:: Excerpted data

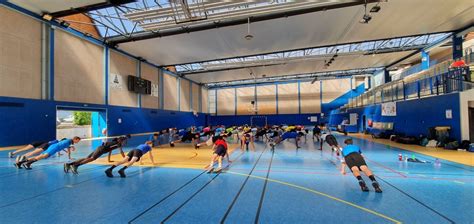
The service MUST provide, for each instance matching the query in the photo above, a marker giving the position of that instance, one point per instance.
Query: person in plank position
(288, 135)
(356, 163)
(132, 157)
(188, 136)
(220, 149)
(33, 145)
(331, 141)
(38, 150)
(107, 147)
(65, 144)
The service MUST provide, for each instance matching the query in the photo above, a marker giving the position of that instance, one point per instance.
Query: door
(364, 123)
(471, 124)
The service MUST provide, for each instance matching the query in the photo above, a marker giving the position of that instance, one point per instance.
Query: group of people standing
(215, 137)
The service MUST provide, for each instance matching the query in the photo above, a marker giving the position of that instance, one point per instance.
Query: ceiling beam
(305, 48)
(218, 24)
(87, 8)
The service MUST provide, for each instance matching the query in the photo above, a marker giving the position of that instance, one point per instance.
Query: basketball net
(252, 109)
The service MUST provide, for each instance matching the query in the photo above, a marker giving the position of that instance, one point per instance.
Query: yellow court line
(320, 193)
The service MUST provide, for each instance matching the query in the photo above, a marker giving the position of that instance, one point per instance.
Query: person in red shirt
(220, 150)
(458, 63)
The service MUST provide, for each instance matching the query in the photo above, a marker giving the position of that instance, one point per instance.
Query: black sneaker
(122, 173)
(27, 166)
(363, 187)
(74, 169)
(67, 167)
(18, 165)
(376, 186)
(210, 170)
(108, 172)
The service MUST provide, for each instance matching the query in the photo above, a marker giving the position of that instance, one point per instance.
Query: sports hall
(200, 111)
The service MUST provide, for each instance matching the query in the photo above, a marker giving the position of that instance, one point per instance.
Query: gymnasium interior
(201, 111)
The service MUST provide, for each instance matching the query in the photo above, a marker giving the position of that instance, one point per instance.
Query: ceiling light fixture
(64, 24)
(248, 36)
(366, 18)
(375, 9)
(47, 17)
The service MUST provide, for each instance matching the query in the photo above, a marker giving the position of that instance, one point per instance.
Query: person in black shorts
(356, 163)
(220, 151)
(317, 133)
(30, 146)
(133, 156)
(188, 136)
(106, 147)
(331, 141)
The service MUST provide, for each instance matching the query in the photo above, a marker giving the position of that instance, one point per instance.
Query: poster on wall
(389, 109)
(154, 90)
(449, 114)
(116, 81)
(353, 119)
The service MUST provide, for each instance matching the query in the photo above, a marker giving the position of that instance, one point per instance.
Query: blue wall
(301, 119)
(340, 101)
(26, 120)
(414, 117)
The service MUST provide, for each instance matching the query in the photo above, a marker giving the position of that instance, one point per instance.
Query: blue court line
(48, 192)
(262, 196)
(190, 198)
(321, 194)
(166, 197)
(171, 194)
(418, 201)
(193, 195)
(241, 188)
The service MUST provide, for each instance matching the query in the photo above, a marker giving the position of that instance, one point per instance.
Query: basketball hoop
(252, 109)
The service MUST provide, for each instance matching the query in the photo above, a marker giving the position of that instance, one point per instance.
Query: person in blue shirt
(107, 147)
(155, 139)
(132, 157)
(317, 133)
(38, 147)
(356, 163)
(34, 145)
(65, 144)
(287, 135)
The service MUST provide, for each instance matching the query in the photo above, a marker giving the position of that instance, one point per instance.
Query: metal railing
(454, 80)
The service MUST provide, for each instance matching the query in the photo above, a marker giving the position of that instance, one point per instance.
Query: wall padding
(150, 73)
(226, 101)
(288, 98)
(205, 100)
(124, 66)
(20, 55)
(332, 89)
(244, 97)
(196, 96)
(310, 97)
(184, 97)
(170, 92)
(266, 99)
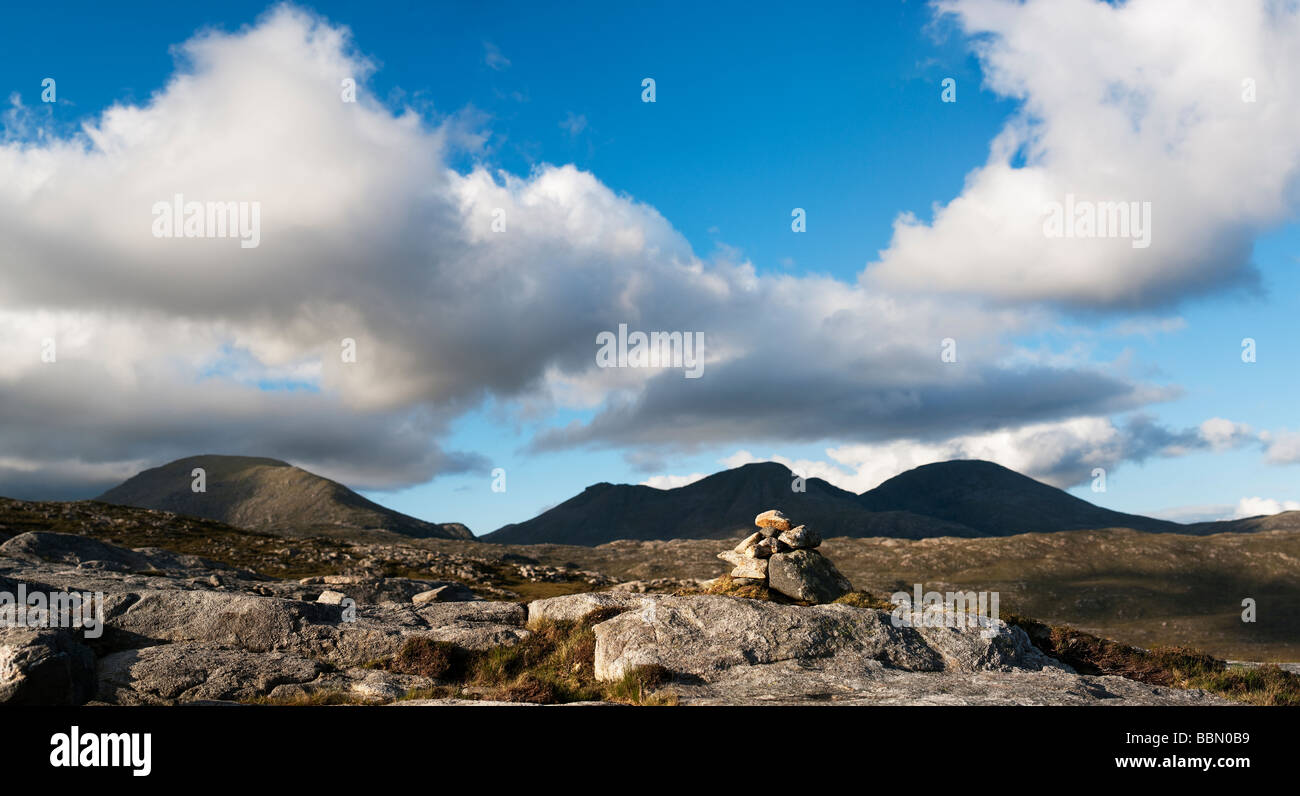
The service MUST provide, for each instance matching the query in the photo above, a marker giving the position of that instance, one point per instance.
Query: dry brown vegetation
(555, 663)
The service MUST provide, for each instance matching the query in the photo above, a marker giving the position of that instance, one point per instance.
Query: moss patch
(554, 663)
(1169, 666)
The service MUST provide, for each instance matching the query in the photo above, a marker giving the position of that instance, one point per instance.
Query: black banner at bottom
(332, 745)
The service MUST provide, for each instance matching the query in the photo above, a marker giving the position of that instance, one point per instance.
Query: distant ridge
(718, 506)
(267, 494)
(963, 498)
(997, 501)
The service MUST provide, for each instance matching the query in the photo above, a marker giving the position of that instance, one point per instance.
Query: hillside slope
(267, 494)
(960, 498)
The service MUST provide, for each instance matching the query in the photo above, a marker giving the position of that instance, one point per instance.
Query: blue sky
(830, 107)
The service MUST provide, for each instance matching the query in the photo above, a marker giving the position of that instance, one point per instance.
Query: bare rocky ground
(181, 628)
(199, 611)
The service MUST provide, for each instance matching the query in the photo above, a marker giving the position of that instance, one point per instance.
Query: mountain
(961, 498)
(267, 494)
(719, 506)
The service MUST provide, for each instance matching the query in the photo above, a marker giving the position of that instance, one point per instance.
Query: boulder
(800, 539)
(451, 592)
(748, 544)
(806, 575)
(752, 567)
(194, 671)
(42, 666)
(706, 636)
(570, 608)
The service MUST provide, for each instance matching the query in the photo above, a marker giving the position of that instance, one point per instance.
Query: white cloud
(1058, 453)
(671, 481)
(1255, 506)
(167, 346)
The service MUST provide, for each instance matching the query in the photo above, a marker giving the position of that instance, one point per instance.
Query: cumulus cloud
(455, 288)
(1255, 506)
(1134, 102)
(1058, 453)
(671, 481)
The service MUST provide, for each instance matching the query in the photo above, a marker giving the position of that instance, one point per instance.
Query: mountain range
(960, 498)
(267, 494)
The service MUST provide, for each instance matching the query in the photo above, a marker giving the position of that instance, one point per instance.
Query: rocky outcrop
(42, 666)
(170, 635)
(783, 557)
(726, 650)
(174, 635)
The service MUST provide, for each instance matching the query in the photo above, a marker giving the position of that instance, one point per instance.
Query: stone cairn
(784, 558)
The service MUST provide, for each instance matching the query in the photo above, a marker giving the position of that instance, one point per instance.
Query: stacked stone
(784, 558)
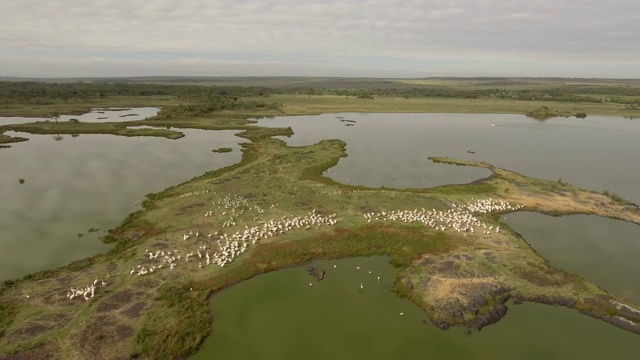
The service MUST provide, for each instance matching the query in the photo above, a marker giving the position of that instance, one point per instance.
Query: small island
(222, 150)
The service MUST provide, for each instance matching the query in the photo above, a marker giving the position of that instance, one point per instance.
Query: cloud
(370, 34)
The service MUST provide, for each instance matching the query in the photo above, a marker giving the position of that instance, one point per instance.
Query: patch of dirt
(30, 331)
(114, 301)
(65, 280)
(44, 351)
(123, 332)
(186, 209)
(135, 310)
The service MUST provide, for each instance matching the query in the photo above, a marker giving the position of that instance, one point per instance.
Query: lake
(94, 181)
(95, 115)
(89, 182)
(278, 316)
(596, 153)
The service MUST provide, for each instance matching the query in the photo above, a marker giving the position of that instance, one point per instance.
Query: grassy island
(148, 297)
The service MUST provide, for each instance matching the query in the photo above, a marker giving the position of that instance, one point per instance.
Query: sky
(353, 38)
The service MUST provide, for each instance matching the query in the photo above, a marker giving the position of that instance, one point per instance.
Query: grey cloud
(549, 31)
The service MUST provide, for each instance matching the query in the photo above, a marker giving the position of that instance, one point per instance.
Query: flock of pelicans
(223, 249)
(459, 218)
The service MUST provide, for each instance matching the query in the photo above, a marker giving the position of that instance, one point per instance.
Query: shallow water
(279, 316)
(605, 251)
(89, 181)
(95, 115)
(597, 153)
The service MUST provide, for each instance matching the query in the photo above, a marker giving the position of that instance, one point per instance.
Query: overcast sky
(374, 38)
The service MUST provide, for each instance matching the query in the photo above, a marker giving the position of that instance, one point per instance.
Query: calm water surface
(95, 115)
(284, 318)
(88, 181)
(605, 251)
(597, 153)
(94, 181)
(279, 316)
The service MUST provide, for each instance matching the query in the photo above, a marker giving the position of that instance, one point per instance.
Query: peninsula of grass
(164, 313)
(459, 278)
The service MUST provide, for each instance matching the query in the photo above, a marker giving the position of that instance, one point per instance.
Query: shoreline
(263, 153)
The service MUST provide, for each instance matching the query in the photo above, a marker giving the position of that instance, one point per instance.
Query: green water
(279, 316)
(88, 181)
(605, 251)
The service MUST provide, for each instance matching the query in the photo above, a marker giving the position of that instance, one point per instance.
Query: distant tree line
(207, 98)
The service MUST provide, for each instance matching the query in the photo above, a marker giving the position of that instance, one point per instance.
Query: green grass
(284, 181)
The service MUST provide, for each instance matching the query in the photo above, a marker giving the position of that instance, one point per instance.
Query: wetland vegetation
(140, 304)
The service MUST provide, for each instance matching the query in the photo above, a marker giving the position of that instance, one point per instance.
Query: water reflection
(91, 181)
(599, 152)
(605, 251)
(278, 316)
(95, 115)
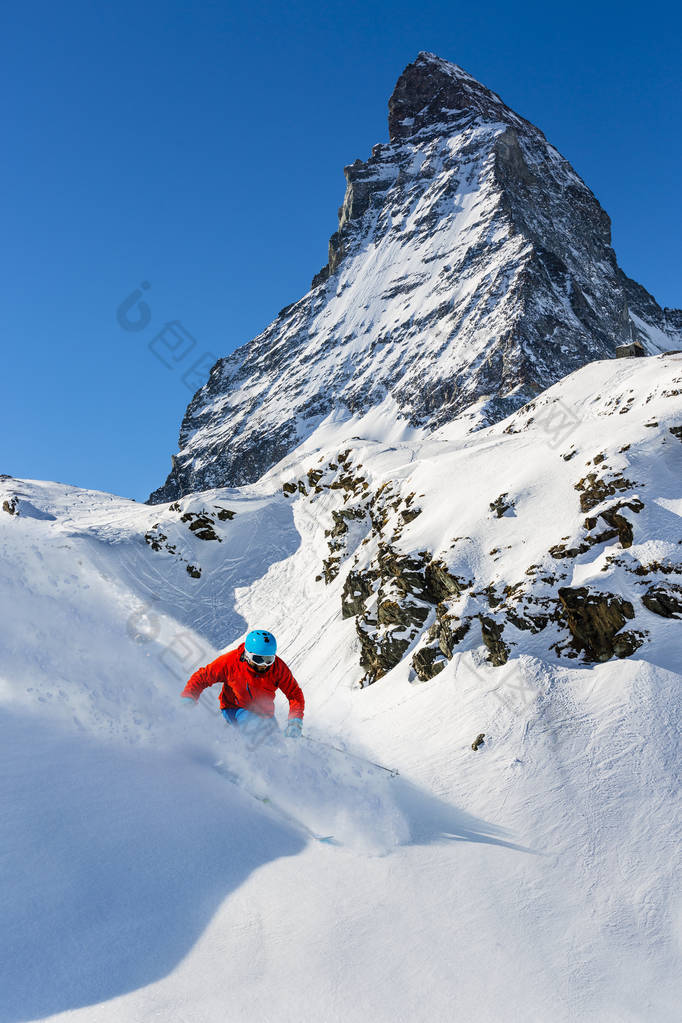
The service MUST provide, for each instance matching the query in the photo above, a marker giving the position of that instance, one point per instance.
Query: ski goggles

::::

Exercise objective | Extract every line of the records that contains the word "blue", treating uppercase and lowercase as distinct.

Written reply |
Query: blue wall
Query: blue court line
Query: person in blue shirt
Query: blue sky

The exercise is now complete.